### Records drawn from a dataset
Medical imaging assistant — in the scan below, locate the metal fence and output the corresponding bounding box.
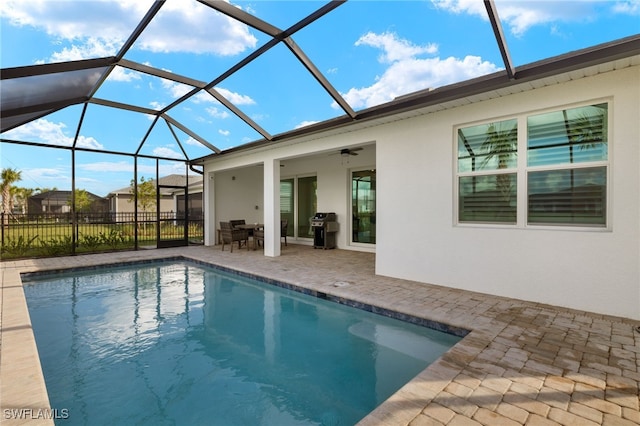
[1,212,204,259]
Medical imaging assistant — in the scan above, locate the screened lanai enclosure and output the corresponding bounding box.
[2,0,639,259]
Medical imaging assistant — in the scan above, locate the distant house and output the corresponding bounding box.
[28,190,108,214]
[169,178,204,220]
[106,174,203,218]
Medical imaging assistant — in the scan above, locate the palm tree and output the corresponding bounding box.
[480,122,518,209]
[563,107,606,162]
[1,168,22,225]
[12,186,34,214]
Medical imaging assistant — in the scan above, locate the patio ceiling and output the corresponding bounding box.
[2,0,640,165]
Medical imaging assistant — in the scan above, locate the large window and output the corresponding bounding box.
[456,102,609,227]
[457,119,517,223]
[527,103,607,225]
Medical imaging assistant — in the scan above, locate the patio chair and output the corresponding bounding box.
[280,219,288,246]
[230,219,252,236]
[220,221,249,252]
[253,228,264,249]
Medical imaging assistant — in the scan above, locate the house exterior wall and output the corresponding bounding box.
[214,167,265,227]
[203,65,639,319]
[108,194,175,215]
[375,66,639,320]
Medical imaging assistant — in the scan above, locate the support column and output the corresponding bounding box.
[263,159,281,257]
[204,171,216,246]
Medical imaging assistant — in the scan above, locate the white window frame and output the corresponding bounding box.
[454,99,611,231]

### Task instructions
Without including any picture, print all of the entries above exactly.

### Result of the exercise
Medical imaging assistant — in the scan below, locate the metal fence and output the corresponding bounding box.
[1,212,204,259]
Medical imaging assistant — in the scan above, locate the screened lanai enclosure and output the corresponding bounding box.
[2,0,639,259]
Medical imaging assistant — in the scan above, locate the distant house and output the corresponding bounding box.
[28,190,108,214]
[169,178,204,220]
[106,174,203,218]
Medical imaging assistant — in the scan above, locate the palm tree and output the corresponding bounding box.
[480,122,518,209]
[563,107,606,162]
[1,168,22,225]
[12,186,34,214]
Medical imaging assistant — in the scan above, locate the patio ceiling and output the corresponding bounding box.
[2,0,640,165]
Medical imaging assistant — in the scan above, locate the large window and output the corresponding bounding box.
[456,102,609,227]
[457,119,517,223]
[527,103,607,225]
Medical imaging assistant — in the scan above, locate the patio chair and output the corresponding bounding box.
[280,219,288,246]
[230,219,252,236]
[220,221,249,252]
[253,228,264,249]
Medical imaging assistant — in the scan above, locate the house exterior wall and output the corresponding bounding box.
[214,167,265,227]
[203,65,639,319]
[108,194,175,215]
[375,66,639,320]
Medical imaging assistant — in the scan above, locate the support column and output the corresponding bounding box.
[263,159,281,257]
[204,171,216,246]
Medical imaging assistant — in the scan above, locate the white window frame and output the corresponding bounding box.
[454,99,611,231]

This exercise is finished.